Please find every line in the data below that contains the word "stage" and copy each of those lines. Matching is case-sensitive.

**LISTING:**
┄┄┄┄┄┄┄┄┄┄

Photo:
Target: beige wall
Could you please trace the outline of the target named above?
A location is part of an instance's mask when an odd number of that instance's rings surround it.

┄┄┄┄┄┄┄┄┄┄

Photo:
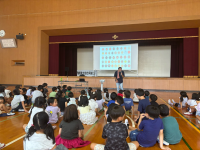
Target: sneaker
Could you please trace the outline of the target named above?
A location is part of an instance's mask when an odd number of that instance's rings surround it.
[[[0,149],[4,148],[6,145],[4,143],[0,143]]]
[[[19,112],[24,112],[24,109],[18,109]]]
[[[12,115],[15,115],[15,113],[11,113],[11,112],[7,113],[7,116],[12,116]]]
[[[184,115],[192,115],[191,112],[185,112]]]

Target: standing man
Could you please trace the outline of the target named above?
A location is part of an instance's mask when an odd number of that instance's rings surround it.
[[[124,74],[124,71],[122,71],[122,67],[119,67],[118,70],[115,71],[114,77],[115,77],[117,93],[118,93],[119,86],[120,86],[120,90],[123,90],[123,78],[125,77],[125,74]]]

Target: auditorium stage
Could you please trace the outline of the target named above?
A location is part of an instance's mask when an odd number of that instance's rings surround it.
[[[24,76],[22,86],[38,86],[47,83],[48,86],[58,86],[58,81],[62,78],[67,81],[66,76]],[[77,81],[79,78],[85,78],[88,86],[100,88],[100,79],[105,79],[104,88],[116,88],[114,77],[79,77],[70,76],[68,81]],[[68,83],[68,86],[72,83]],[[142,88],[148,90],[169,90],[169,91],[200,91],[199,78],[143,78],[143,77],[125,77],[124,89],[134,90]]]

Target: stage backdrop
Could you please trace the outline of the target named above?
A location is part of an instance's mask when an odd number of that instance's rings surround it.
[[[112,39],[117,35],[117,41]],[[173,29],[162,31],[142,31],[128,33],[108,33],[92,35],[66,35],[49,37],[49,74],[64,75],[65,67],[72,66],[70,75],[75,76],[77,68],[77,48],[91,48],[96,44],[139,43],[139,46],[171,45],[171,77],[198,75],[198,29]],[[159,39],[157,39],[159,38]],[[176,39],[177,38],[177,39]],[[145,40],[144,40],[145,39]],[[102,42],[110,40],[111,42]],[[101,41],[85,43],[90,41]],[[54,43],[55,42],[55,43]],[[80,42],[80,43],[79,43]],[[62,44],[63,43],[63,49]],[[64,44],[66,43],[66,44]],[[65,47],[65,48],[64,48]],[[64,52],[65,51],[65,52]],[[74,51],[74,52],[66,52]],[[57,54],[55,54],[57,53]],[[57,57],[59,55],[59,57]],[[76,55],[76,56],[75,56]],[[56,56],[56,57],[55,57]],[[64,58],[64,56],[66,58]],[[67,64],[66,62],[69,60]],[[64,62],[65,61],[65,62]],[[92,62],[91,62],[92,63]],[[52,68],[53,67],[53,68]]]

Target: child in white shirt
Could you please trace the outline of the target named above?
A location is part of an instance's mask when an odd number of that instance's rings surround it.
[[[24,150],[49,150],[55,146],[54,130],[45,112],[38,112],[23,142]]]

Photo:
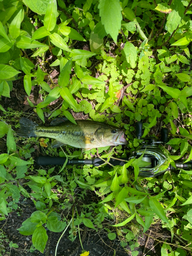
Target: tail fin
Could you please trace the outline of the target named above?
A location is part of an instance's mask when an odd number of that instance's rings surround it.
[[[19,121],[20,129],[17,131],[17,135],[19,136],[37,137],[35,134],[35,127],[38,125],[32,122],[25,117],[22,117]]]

┄┄┄┄┄┄┄┄┄┄

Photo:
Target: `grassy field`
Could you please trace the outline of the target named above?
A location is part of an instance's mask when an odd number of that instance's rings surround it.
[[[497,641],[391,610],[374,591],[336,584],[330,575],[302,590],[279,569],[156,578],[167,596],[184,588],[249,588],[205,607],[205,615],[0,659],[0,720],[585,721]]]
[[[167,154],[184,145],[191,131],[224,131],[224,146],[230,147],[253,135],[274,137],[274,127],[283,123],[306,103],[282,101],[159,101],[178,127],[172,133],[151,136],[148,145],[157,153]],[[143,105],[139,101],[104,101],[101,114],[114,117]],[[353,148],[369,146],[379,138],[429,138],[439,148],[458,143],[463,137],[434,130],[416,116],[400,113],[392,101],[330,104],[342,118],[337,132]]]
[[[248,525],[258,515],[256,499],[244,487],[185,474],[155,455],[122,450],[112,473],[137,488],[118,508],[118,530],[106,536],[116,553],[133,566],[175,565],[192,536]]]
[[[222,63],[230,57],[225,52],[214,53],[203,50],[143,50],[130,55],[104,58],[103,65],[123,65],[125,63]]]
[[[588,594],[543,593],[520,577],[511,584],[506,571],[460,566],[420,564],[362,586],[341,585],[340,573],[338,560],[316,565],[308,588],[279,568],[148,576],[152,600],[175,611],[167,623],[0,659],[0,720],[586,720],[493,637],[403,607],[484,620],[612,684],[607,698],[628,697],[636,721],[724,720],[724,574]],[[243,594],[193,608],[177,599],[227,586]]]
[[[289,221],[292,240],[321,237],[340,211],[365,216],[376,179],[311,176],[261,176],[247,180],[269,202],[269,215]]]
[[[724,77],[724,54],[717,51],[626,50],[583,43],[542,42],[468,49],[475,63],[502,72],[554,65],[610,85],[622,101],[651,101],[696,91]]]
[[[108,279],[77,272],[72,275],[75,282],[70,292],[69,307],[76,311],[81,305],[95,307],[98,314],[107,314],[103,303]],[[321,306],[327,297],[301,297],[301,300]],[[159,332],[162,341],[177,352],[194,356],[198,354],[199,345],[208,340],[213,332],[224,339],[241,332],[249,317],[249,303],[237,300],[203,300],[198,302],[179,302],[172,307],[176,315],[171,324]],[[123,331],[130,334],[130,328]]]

┄┄┄┄┄┄┄┄┄┄

**EXERCISE ANSWER:**
Target: auditorium stage
Target: stage backdrop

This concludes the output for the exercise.